■ **TEXTO DADO**
'''

Un día en la vida

manuel Barea /

Esto de opinar

UNA incorregible tendencia a la procrastinación, una pereza congénita, el calor mareoso, la escasez de ideas y constatar a diario que ya hay un montón de gente opinando provocaron ayer que no teniendo interés ni empeño en escribir -y opinar- sobre las elecciones, los políticos, las banderas, el himno, el Gobierno en funciones y la Junta disfuncional, los refugiados, los yihadistas, la monarquía, la república, la crisis o la decadencia de Occidente, me decidiera a escribir -y opinar- sobre el hecho de opinar.

La máxima que he tenido siempre en cuenta acerca del asunto se la oí a Harry Callahan en los ochenta. "Las opiniones son como los culos, todo el mundo tiene uno". Y no debes imponer el tuyo a nadie. Tampoco tu opinión. Puede que quieras compartir (la opinión). O puede que quieras compartir también lo otro (vale, es una opción, como se dice ahora).

'''

■ **DATOS EXTRAÍDOS**
'''

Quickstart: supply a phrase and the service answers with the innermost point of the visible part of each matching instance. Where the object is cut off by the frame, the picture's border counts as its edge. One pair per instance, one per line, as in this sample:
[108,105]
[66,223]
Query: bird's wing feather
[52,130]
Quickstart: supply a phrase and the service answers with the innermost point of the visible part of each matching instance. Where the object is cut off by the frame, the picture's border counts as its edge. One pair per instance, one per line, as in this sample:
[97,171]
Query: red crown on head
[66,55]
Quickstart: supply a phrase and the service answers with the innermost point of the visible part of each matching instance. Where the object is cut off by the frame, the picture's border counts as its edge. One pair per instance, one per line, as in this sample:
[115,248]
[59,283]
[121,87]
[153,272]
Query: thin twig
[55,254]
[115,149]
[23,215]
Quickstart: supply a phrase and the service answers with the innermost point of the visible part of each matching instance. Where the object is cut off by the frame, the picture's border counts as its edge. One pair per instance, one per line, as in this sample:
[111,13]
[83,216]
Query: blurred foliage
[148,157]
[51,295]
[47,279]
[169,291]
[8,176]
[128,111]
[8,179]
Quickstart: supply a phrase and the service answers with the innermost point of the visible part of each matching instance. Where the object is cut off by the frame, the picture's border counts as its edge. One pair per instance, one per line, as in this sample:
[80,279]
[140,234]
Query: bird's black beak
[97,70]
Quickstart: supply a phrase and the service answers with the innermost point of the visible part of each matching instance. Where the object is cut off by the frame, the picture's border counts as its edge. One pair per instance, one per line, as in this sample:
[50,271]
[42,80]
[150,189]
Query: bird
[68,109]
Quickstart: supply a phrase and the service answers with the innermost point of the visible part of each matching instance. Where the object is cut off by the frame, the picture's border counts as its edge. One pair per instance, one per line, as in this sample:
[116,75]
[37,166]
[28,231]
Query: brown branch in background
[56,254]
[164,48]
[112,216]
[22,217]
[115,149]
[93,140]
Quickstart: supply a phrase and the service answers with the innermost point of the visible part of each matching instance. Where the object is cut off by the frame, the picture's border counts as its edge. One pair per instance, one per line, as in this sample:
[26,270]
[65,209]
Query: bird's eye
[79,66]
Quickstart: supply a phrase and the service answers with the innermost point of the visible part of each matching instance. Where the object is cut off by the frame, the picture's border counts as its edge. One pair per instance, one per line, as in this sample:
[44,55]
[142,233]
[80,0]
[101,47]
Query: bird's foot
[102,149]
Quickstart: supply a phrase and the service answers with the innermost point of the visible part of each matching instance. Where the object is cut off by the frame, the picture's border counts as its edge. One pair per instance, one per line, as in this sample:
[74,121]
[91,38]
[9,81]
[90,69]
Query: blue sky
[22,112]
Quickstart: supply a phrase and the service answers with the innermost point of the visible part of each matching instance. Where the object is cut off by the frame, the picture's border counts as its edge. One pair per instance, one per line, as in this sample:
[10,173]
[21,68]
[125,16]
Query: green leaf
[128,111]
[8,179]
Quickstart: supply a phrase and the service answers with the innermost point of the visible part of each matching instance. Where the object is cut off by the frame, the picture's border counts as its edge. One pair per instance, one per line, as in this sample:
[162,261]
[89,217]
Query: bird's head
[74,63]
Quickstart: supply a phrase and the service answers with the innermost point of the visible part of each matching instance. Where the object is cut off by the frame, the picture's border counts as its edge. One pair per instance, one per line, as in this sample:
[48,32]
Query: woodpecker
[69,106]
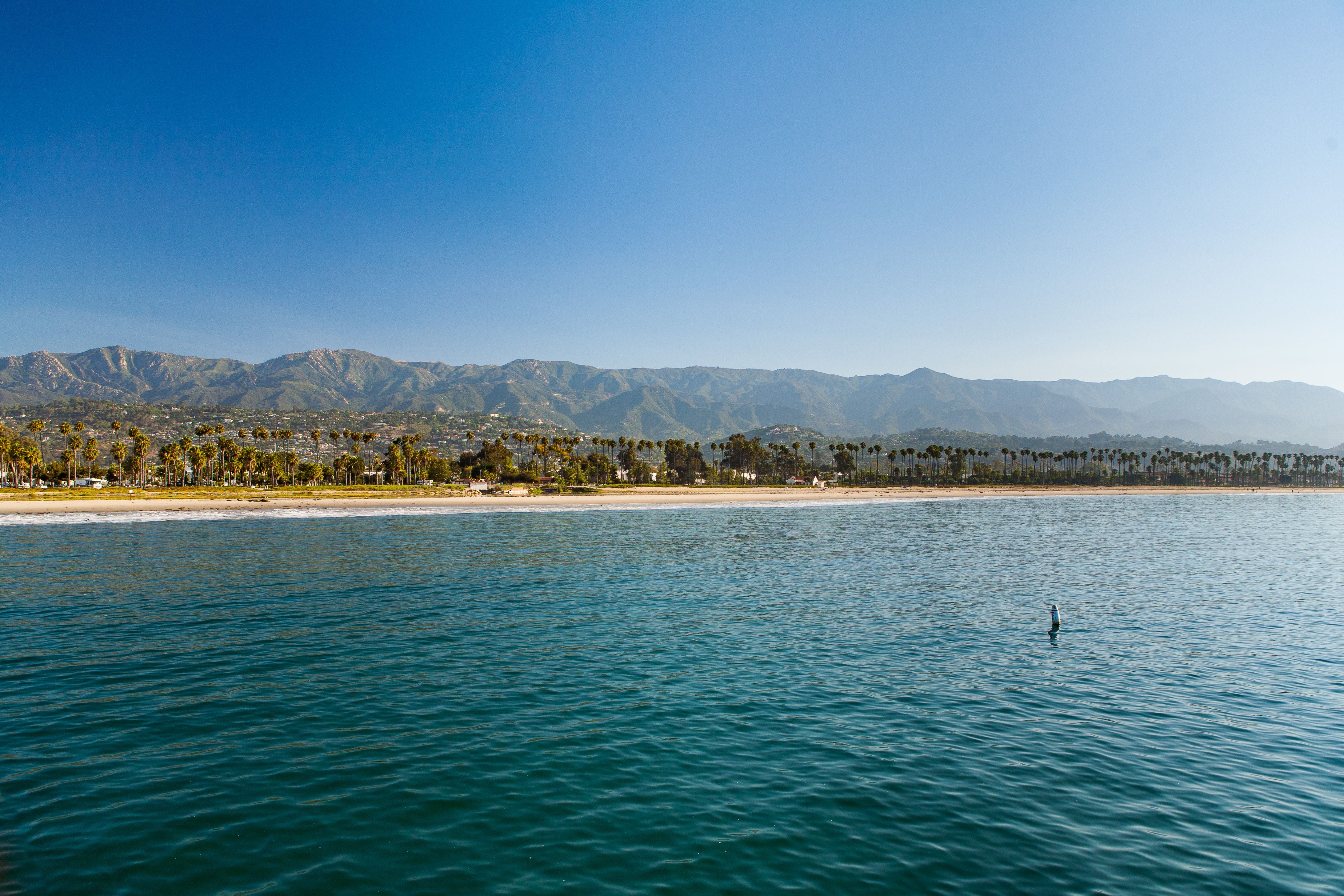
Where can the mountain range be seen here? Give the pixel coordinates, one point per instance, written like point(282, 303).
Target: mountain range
point(691, 402)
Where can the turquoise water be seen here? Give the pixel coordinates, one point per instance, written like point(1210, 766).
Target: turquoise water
point(858, 699)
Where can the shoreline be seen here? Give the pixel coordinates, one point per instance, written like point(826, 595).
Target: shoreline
point(681, 496)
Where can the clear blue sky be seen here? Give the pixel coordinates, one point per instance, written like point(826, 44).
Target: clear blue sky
point(1031, 191)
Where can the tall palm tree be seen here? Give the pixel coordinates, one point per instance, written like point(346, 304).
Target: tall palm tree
point(37, 428)
point(119, 452)
point(90, 453)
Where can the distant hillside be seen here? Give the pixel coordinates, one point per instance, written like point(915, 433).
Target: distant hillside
point(694, 402)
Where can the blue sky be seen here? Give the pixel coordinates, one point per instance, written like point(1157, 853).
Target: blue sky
point(1031, 191)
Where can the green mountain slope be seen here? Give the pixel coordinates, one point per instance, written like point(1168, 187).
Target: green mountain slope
point(694, 402)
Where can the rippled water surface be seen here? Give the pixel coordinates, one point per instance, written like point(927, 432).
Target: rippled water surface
point(713, 700)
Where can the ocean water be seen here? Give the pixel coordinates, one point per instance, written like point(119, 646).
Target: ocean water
point(849, 699)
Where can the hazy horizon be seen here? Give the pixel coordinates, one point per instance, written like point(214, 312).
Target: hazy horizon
point(572, 361)
point(1034, 193)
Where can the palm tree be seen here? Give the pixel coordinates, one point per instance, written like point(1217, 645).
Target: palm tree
point(90, 453)
point(37, 428)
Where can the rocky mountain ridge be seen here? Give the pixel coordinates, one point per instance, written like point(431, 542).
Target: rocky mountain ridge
point(694, 402)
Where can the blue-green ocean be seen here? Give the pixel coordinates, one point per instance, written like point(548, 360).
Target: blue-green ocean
point(859, 698)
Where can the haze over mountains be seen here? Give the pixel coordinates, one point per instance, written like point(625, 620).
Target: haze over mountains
point(694, 402)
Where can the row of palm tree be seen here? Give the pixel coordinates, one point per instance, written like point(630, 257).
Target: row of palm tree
point(228, 460)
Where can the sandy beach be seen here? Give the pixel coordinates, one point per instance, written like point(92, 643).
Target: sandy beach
point(264, 500)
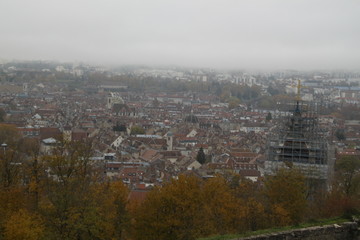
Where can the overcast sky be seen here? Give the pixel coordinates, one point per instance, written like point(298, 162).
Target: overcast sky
point(260, 34)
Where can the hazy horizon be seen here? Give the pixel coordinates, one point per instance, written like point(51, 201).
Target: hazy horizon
point(247, 34)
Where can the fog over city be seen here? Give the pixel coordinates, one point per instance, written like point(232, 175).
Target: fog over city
point(261, 34)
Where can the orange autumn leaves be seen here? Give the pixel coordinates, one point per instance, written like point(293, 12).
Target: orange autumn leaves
point(189, 208)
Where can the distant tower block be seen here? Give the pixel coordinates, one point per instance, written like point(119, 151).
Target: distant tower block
point(299, 143)
point(113, 98)
point(169, 141)
point(25, 87)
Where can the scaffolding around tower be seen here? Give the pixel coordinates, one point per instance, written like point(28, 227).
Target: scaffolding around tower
point(298, 141)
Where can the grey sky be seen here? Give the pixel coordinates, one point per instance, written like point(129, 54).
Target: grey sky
point(263, 34)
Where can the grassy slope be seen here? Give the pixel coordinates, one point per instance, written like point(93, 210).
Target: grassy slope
point(273, 230)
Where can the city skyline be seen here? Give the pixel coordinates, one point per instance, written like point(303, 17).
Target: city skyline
point(277, 34)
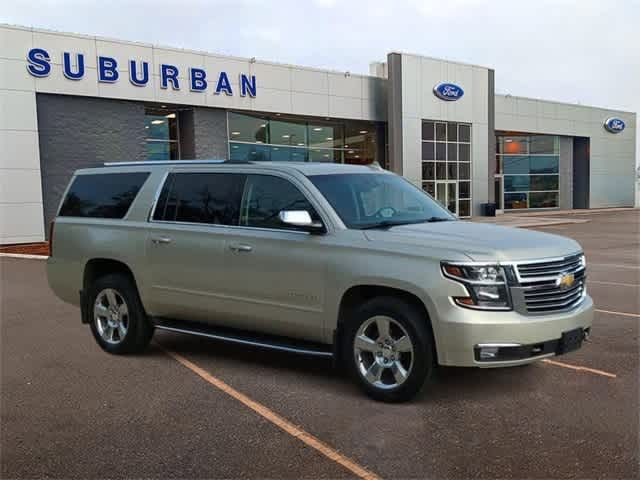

'''

■ **OBJETIVO DEL EJERCICIO**
En el texto dado, ¿de quién procede la máxima sobre las opiniones que se oyó en los ochenta?

■ **RESULTADO DEL EJERCICIO**
De Harry Callahan.